▶ [WHAT TO WORK ON]: Print out the records that follow, exactly and completely.

▶ [RECORDS PROVIDED]:
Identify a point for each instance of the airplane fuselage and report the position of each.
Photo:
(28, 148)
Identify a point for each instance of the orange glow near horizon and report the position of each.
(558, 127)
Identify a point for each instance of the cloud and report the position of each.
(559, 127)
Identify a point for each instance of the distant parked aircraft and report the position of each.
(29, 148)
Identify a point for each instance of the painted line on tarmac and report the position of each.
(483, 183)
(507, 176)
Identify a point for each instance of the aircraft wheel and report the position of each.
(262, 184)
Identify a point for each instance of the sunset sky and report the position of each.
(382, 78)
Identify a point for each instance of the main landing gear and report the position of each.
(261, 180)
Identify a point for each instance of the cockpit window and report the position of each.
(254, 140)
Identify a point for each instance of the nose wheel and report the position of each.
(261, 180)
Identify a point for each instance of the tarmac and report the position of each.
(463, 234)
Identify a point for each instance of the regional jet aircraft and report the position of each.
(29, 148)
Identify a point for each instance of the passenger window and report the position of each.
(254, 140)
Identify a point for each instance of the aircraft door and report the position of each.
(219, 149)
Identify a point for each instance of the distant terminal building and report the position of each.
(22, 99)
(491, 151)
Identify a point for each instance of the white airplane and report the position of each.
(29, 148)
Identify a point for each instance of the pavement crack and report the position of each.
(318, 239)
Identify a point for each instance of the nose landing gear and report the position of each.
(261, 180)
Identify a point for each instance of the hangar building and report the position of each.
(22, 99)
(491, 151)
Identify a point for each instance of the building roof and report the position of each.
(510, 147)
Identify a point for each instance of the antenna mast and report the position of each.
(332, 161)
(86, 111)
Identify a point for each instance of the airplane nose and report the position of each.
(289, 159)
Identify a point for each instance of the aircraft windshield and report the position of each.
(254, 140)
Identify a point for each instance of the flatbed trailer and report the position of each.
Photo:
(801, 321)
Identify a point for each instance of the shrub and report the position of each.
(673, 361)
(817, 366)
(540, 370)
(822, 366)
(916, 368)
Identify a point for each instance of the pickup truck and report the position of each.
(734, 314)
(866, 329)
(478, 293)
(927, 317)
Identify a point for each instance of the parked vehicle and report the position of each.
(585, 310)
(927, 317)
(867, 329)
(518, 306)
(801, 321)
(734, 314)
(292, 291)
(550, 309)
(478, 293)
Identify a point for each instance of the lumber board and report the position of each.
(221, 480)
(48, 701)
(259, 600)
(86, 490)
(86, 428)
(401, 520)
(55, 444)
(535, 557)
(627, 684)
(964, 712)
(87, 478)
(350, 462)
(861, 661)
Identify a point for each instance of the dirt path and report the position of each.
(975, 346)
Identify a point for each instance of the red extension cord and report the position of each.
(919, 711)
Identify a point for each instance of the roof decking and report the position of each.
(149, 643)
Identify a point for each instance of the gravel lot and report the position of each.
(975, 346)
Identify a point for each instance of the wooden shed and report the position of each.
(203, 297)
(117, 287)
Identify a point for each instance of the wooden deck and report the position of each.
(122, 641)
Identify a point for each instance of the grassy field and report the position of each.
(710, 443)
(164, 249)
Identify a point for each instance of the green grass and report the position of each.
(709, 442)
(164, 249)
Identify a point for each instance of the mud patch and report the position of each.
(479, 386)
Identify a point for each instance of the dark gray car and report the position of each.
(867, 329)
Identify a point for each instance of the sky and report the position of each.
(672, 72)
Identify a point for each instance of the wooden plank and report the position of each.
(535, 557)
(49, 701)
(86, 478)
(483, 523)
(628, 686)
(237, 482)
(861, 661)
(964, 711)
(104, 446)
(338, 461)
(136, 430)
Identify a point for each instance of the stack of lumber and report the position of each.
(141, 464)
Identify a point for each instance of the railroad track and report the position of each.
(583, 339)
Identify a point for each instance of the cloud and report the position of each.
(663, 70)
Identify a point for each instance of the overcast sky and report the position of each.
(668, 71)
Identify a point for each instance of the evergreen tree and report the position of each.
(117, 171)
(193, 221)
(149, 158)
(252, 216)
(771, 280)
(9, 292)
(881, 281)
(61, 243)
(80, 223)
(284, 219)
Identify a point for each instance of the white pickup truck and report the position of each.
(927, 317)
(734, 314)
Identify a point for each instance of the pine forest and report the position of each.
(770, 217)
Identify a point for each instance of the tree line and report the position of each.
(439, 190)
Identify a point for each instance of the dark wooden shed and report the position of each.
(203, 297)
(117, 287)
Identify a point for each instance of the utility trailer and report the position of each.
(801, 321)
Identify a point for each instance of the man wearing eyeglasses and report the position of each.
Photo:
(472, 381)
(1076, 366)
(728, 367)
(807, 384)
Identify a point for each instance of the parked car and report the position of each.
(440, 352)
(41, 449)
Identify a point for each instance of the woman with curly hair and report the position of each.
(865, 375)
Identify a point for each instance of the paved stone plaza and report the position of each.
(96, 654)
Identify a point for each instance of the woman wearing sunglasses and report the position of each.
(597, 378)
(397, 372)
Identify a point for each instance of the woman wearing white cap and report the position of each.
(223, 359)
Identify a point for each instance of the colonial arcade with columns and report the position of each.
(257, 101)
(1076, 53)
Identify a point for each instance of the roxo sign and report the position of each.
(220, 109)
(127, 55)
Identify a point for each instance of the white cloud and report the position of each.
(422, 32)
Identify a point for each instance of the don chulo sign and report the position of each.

▶ [SOLVED PROBLEM]:
Identify a point for each instance of the airplane fuselage and report the position of each.
Photo:
(28, 148)
Identify a point for each instance of the orange glow near horizon and report the position of each.
(558, 127)
Identify a point for each instance of the cloud and report the position of each.
(559, 127)
Identify a point for each instance of the distant parked aircraft and report the position of each.
(29, 148)
Identify a point for each instance of the painted line on tarmac and report the position of each.
(483, 183)
(507, 176)
Identify a point for each instance of the aircraft wheel and report the position of each.
(262, 184)
Identify a point for each instance of the sunset sky and report the position of each.
(382, 78)
Identify a point for each instance of the main landing gear and report the position of each.
(261, 180)
Identify a point for each instance of the cockpit window and report the position of each.
(254, 140)
Identify a point for each instance of the nose wheel and report the position of each.
(261, 180)
Identify a point for each instance of the tarmac and report the position of each.
(463, 234)
Identify a point for each instance of the regional jet aircraft and report the position of each.
(29, 148)
Identify a point for each instance of the passenger window and report the position of each.
(254, 140)
Identify a point for each instance of the aircraft door and report the position of each.
(219, 149)
Identify a point for each instance of the distant terminal building and report the position of each.
(22, 99)
(491, 151)
Identify a point for each instance of the white airplane and report the position of each.
(29, 148)
Identify a point for each instance of the pavement crack and report the position of each.
(318, 239)
Identify a point for each instance of the nose landing gear and report the position of each.
(261, 180)
Identify a point for each instance of the hangar building and report the position of each.
(22, 99)
(491, 151)
Identify a point for each instance of the building roof and report the position of each.
(510, 147)
Identify a point for each instance of the antenna mast and report the position of each.
(332, 161)
(86, 111)
Identify a point for each instance of the airplane nose and report the position of each.
(289, 159)
Identify a point for each instance of the aircraft windshield and report the position of each.
(254, 140)
Identify a point for each instance of the flatbed trailer and report the position of each.
Photo:
(801, 321)
Identify a point for each instance of the shrub and report the position of each.
(673, 361)
(817, 366)
(540, 370)
(822, 366)
(916, 368)
Identify a point for each instance of the pickup truck and report the position of each.
(734, 314)
(866, 329)
(478, 293)
(927, 317)
Identify a point for each instance of the parked vehicle and report the position of each.
(585, 310)
(927, 317)
(867, 329)
(518, 306)
(801, 321)
(734, 314)
(292, 291)
(550, 309)
(478, 293)
Identify a point for each instance of the lumber board and report the position of each.
(221, 480)
(48, 701)
(259, 600)
(86, 490)
(86, 428)
(401, 520)
(55, 444)
(535, 557)
(627, 684)
(964, 712)
(87, 478)
(350, 462)
(861, 661)
Identify a point for each instance of the dirt path and report the position of each.
(975, 346)
Identify a point for each instance of the red extension cord and report the position of each.
(919, 711)
Identify a point for each instance of the roof decking and report the position of each.
(149, 643)
Identify a point for each instance of the gravel lot and report the position of each.
(975, 346)
Identify a point for each instance of the wooden shed and report the position of each.
(203, 297)
(117, 287)
Identify a point for each instance of the wooden deck and report the position of each.
(122, 641)
Identify a point for each instance of the grassy field and report the position of each.
(710, 443)
(164, 249)
Identify a point for each instance of the green grass and report the position of each.
(709, 442)
(164, 249)
Identify a point for each instance of the mud patch and report the position of each.
(479, 386)
Identify a point for each instance of the dark gray car and report the position of each.
(867, 329)
Identify a point for each instance of the sky and report the position of each.
(672, 72)
Identify a point for each instance of the wooden plank and report the position of each.
(535, 557)
(49, 701)
(86, 478)
(483, 523)
(628, 686)
(237, 482)
(861, 661)
(964, 711)
(104, 446)
(338, 461)
(136, 430)
Identify a point for each instance of the stack of lumber and report the position of each.
(141, 464)
Identify a point for each instance of the railroad track and report the position of each.
(583, 339)
Identify a point for each instance of the cloud and report the position of each.
(663, 70)
Identify a point for each instance of the overcast sky and report the position of each.
(668, 71)
Identify a point for each instance of the evergreen tree and report the position of each.
(117, 171)
(193, 221)
(149, 158)
(252, 216)
(771, 280)
(9, 292)
(881, 281)
(61, 243)
(80, 223)
(284, 219)
Identify a point for each instance of the white pickup truck and report the position of each.
(927, 317)
(734, 314)
Identify a point for each instance of the pine forest and report the position of each.
(770, 217)
Identify a point for each instance of the tree line and report the position of each.
(439, 190)
Identify a point for each instance of the dark wooden shed and report the position of each.
(203, 297)
(117, 287)
Identify a point for each instance of the utility trailer and report the position of each.
(801, 321)
Identify a point for each instance of the man wearing eyeglasses and report the position of each.
Photo:
(472, 381)
(1076, 366)
(728, 367)
(807, 384)
Identify a point for each instance of the parked car and report the position of each.
(440, 352)
(41, 449)
Identify a point for each instance of the woman with curly hair and report the position of each.
(865, 375)
Identify a point for each instance of the paved stone plaza and report the position of each.
(96, 654)
Identify a point for each instance of the woman wearing sunglasses and report the position of each.
(597, 378)
(397, 372)
Identify a point for each instance of the woman wearing white cap and report the position of each.
(223, 359)
Identify a point for each instance of the colonial arcade with columns and report the position of each.
(257, 101)
(1076, 53)
Identify a point for each instance of the roxo sign and report the position of each.
(220, 109)
(127, 55)
Identify a point for each instance of the white cloud and report the position of each.
(422, 32)
Identify a point for each instance of the don chulo sign and report the position of each.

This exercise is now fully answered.